▸ **ДАННЫЕ ДЛЯ ОБРАБОТКИ**:
=====
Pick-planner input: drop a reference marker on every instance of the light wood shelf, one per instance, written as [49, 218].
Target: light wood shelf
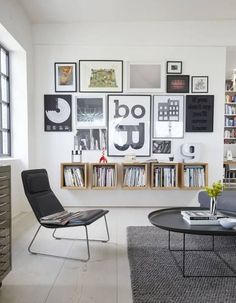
[164, 175]
[193, 176]
[74, 175]
[134, 175]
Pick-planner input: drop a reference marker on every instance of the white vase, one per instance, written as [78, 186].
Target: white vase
[213, 206]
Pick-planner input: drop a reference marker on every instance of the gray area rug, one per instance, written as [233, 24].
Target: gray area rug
[156, 277]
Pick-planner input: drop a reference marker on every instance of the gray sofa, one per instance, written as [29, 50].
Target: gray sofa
[226, 201]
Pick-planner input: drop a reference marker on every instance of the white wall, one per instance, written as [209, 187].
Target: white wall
[129, 42]
[15, 35]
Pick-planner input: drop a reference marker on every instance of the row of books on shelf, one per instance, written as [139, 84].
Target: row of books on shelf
[62, 218]
[202, 217]
[230, 98]
[230, 121]
[230, 110]
[134, 176]
[194, 176]
[74, 176]
[230, 133]
[165, 177]
[103, 176]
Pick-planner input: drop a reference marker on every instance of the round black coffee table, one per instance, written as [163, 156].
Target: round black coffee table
[170, 219]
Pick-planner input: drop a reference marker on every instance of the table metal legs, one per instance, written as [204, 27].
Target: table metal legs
[184, 251]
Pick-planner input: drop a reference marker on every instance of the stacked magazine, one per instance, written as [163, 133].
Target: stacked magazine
[61, 218]
[201, 217]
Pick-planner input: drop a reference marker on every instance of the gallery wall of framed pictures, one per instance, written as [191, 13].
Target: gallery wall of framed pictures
[157, 105]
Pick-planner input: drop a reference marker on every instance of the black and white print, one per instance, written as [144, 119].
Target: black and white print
[129, 125]
[90, 112]
[92, 139]
[57, 113]
[168, 115]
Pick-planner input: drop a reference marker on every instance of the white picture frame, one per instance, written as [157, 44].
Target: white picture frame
[129, 125]
[90, 111]
[199, 84]
[168, 116]
[145, 77]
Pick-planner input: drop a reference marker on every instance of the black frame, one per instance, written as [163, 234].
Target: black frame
[171, 62]
[55, 77]
[101, 91]
[199, 91]
[108, 138]
[7, 130]
[204, 110]
[181, 90]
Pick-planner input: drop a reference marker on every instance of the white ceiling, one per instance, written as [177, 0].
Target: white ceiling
[69, 11]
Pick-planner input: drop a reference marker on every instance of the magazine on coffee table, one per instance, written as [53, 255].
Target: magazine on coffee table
[202, 217]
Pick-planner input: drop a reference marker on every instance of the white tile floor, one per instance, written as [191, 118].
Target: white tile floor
[104, 279]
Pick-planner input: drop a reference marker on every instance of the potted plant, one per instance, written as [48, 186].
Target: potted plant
[213, 192]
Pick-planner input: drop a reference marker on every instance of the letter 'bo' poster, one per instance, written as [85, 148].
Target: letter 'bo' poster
[129, 125]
=====
▸ **УКАЗАНИЕ**: Обнови весь листинг: замени «reference marker» на «anchor point», остальное оставь без изменений. Картинки в ответ не включай.

▸ **РЕШЕНИЕ**:
Pick-planner input: drop a anchor point on every instance of the light wood shelf, one per instance, written as [49, 218].
Target: light wood shelf
[164, 175]
[193, 176]
[74, 175]
[134, 175]
Pick-planner input: drop a anchor point on every instance of the white vase, one per instance, written as [78, 186].
Target: white vase
[213, 206]
Pick-planner input: drop a anchor point on every instance of the gray area rug, one per instance, written as [233, 24].
Target: gray area rug
[156, 277]
Pick-planner input: drop a anchor point on every instance of the gray sofa, one per instance, written as [29, 50].
Target: gray sofa
[226, 201]
Pick-planner input: drop a anchor point on every instance of the white wall, one per instance, written as [209, 187].
Target: white wall
[129, 42]
[15, 35]
Pick-planner input: drop a anchor point on every instance of the row of books on shelf, one per instance, written as [139, 84].
Target: row of books on shelf
[62, 218]
[202, 217]
[230, 98]
[230, 121]
[230, 110]
[134, 176]
[194, 176]
[74, 176]
[230, 133]
[165, 177]
[103, 176]
Pick-planner input: drop a anchor point on every instance of the round black coffee table, one per instance, written as [163, 156].
Target: round black coffee table
[170, 219]
Pick-planner input: drop a anchor point on every instance of the table metal legs, one per instance, written as [204, 27].
Target: table metal legs
[184, 251]
Pick-planner input: drop a anchor point on every instance of the stacked magazine, one per instance, written as [163, 133].
Target: stacked magazine
[61, 218]
[201, 217]
Pick-planner input: drop a anchor point on every instance of the gallery wall of framed pictures, one per instance, written as [191, 13].
Target: gallery wall of framed pictures
[157, 105]
Pick-planner input: drop a anchor point on every instance of the black and white print, one per instance, written as [144, 119].
Target: black and white print
[129, 125]
[90, 112]
[92, 139]
[57, 113]
[168, 115]
Pick-planner input: drop a anchor point on every instance of the white picture frame, one per instance, written as [157, 44].
Target: white picture frame
[129, 125]
[90, 111]
[199, 84]
[168, 116]
[145, 77]
Pick-planner input: drop a anchor point on every instance of the black frame, one per instance, written as [163, 234].
Target: black frame
[171, 62]
[55, 77]
[101, 91]
[199, 91]
[108, 138]
[7, 130]
[204, 110]
[181, 90]
Pick-planner input: drop a anchor point on every instance of the white ceiling, one per instance, written as [177, 0].
Target: white ceiling
[69, 11]
Pick-planner input: drop a anchor point on every instance of the magazine on coffee table, one per instance, written as [53, 255].
Target: magazine on coffee table
[202, 217]
Pick-planner input: drop a anchor point on every instance of the white tile floor, one per instance, written as [191, 118].
Target: white tile floor
[104, 279]
Pick-planner input: drop a anchor point on every instance of the potted plant, one per instance, written as [48, 186].
Target: potted plant
[213, 192]
Pick-planner input: drop a anchor point on every instance of the letter 'bo' poster, one per instance, written as [85, 148].
Target: letter 'bo' poster
[129, 125]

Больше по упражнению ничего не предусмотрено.